**SOURCE DOCUMENT**
.....
The “cowboys and Indians” image of the Carter that persisted in the public mind – ‘real art for real people’ — no longer reflected its goals; it even came to hobble it. It was something the Carter often had to overcome to get people in the door: We’re not just all that familiar stuff you’ve seen already. The Kimbell gets the Big-Rich, Big-Name Masterpieces, the high-class, canonical favorites. The Modern Art Museum dazzles with its hip surprises: Ta-dah! You never thought art could do this, did ya? Yet the Carter isn’t really trapped between its neighbors. It actually inhabits something of a sweet spot when it comes to the public and to opportunities for serious re-appraisal and re-education. It has free admission, for starters. But it’s also able to draw on everything from old-fashioned realism to American Impressionism, early modernism to fashion photography, documentaries to posters, indigenous artists to immigrants – and Americans importing the European avant-garde, generation after generation, all of this up to World War II. Unlike the Kimbell or the Modern, the Carter has the story of all of American art to tell — up to the point when American culture became world culture.
.....
Saved entries
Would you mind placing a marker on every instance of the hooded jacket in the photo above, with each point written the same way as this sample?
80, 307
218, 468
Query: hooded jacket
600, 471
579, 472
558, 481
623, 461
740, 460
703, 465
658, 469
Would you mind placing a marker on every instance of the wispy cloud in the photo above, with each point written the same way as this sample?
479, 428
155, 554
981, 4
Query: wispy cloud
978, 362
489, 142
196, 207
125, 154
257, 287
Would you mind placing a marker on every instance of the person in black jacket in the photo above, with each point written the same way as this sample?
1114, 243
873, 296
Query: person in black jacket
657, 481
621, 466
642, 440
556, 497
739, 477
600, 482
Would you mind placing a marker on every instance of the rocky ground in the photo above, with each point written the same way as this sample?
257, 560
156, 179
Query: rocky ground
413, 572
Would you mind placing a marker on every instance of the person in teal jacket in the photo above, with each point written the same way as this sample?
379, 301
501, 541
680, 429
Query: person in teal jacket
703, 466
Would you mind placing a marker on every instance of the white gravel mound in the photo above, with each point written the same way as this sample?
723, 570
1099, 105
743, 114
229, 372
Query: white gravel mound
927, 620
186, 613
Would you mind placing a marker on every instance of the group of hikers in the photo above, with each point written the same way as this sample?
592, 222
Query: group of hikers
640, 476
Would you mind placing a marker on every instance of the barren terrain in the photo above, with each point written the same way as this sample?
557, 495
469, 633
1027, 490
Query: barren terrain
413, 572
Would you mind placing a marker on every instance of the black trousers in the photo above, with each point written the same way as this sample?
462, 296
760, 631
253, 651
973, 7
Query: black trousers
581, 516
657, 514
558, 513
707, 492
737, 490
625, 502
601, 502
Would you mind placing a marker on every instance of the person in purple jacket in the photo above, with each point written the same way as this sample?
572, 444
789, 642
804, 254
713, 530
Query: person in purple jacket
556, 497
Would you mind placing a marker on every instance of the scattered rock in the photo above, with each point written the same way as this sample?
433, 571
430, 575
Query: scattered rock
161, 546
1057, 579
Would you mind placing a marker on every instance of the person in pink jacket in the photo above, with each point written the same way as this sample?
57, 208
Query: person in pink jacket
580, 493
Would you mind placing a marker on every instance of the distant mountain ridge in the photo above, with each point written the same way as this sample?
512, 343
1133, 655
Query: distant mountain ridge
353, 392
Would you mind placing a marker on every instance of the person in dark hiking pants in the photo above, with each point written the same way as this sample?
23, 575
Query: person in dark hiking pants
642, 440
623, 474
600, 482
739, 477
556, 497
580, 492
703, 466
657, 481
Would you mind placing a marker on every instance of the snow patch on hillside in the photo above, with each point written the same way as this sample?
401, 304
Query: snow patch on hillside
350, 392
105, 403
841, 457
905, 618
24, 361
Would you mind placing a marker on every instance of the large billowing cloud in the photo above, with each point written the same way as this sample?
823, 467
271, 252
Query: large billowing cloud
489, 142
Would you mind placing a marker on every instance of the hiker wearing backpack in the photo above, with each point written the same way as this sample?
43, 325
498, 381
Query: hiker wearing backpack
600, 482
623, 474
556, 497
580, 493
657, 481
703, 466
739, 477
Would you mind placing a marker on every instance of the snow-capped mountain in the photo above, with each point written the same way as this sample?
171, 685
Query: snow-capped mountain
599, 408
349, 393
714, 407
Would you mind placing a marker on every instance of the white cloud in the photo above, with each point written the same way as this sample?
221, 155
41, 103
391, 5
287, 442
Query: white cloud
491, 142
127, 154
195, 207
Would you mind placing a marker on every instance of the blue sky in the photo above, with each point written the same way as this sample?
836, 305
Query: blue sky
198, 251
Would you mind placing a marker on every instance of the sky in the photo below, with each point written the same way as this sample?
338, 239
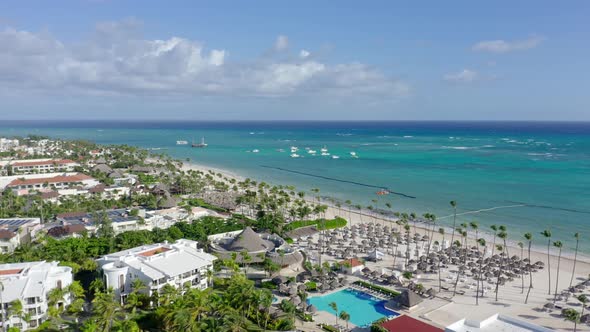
.....
**WHAT IS REQUIRED**
According to the passage about the Carter museum, up to what historical point does the range of art the Carter can draw on extend?

**WRITTEN ANSWER**
Up to World War II.